● **WHAT THE TASK REQUIRES**
Rescale the stretch from the line containing "Expected: one point per instance of the black bolt" through the end of the records: reproduce every line, requests included and unchanged, but multiply each x and y coordinate in the answers by 0.75 and round it to a whole number, with halves rounding up. Return only those lines.

-------- LISTED RECORDS

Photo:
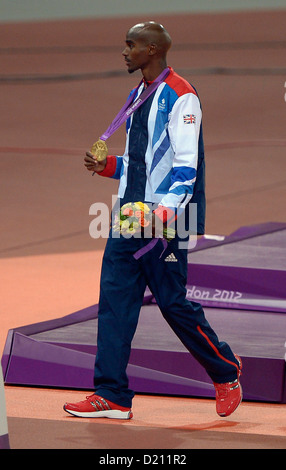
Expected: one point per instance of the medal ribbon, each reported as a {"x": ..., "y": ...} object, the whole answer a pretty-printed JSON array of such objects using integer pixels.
[{"x": 130, "y": 107}]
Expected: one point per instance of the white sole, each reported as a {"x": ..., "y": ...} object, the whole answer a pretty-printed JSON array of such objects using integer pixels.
[{"x": 113, "y": 414}]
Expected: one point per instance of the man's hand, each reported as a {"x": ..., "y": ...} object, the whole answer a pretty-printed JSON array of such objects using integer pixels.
[{"x": 93, "y": 165}]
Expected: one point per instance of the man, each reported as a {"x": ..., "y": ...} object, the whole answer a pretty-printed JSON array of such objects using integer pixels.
[{"x": 163, "y": 164}]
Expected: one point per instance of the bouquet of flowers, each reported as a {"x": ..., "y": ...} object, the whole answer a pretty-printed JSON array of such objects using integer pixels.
[{"x": 135, "y": 217}]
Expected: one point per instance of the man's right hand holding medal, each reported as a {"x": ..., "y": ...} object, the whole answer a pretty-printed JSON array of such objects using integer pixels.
[{"x": 92, "y": 164}]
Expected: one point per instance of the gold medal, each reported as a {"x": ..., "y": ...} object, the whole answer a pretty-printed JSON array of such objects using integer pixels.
[{"x": 99, "y": 150}]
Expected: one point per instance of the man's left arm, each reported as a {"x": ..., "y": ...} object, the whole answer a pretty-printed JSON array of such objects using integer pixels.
[{"x": 184, "y": 131}]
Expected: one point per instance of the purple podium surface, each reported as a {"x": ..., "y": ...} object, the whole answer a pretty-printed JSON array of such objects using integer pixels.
[{"x": 240, "y": 281}]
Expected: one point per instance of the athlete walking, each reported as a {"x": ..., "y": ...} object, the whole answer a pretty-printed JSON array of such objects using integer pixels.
[{"x": 163, "y": 164}]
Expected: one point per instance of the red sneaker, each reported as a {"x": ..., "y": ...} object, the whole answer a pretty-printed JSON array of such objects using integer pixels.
[
  {"x": 228, "y": 395},
  {"x": 97, "y": 407}
]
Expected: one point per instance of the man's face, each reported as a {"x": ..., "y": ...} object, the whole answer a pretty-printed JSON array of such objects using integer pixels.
[{"x": 136, "y": 52}]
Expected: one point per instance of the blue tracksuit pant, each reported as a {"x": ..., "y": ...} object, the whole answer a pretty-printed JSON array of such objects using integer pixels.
[{"x": 123, "y": 283}]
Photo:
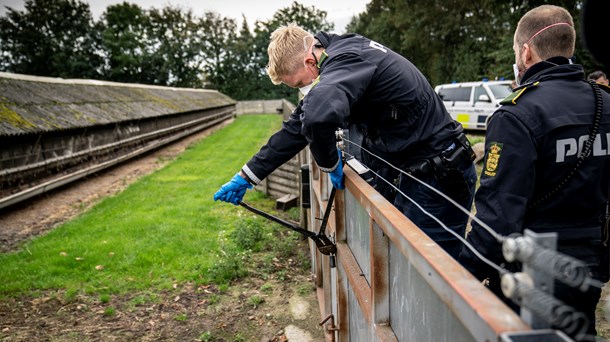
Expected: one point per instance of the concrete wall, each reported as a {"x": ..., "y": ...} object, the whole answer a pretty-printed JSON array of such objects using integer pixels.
[{"x": 281, "y": 106}]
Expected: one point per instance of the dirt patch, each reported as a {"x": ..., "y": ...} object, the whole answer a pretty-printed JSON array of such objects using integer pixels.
[
  {"x": 251, "y": 309},
  {"x": 187, "y": 313}
]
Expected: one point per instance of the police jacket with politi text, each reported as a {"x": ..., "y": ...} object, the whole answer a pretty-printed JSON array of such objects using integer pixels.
[
  {"x": 361, "y": 82},
  {"x": 532, "y": 143}
]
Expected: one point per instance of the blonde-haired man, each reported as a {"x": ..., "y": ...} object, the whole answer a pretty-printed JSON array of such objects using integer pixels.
[
  {"x": 352, "y": 80},
  {"x": 536, "y": 175}
]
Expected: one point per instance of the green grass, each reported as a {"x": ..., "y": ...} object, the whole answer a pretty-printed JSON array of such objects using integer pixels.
[{"x": 163, "y": 229}]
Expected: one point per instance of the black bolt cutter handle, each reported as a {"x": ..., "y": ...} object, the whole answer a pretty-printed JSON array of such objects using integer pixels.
[{"x": 323, "y": 243}]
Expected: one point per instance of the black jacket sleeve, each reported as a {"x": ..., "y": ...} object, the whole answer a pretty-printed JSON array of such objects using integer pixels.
[{"x": 281, "y": 147}]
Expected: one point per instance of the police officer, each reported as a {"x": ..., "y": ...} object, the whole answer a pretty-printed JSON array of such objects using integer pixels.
[
  {"x": 351, "y": 80},
  {"x": 533, "y": 144}
]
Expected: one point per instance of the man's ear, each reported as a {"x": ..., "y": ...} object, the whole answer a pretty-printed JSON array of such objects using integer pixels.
[{"x": 309, "y": 60}]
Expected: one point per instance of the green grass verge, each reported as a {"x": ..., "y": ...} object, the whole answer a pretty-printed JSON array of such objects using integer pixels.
[{"x": 163, "y": 229}]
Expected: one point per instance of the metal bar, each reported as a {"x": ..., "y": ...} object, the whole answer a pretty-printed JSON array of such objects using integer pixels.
[
  {"x": 480, "y": 312},
  {"x": 276, "y": 219}
]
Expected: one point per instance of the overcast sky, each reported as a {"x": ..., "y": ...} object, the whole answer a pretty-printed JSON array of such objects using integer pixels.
[{"x": 339, "y": 11}]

----------------

● **THE ANSWER**
Expected: one point per instance of the black bolt cutter handle, each reported as a {"x": ..., "y": ...} object, the whole answer a pretty-printed JSON array of such objects using integer pixels.
[{"x": 242, "y": 182}]
Expected: one point per instance of the black jacket sleeve, each reported as a {"x": ..., "y": ...} object, the whole answer a pretty-printed JSON array of such objects using integer pixels.
[{"x": 211, "y": 110}]
Expected: one point per instance of the police officer, each reported as a {"x": ..., "y": ...} object, the whole answer a pretty-printed JSON array of such objects using integer pixels.
[
  {"x": 263, "y": 60},
  {"x": 400, "y": 108}
]
Expected: one point per instance of the man's ear, each reported as a {"x": ..., "y": ...} object, the whole answer a pretty-printed JSON array of such objects using integer pixels.
[{"x": 232, "y": 45}]
Expected: one point per instance of the green grass verge, each reported as a {"x": ..., "y": ...} object, the whole answer a pretty-printed JSON array of such objects using integer pixels.
[{"x": 122, "y": 172}]
Expected: one point per instance of the metal bar, each reported as a {"x": ..., "y": ...} object, the whole answer a pretty-printed JSON array of such objects using integer pixels.
[
  {"x": 360, "y": 234},
  {"x": 207, "y": 164}
]
Expected: one point per instance of the overcast sky, each reported as a {"x": ..., "y": ...} object, the whole answer a pretty-printed JSON array of such objects using integer pixels.
[{"x": 254, "y": 8}]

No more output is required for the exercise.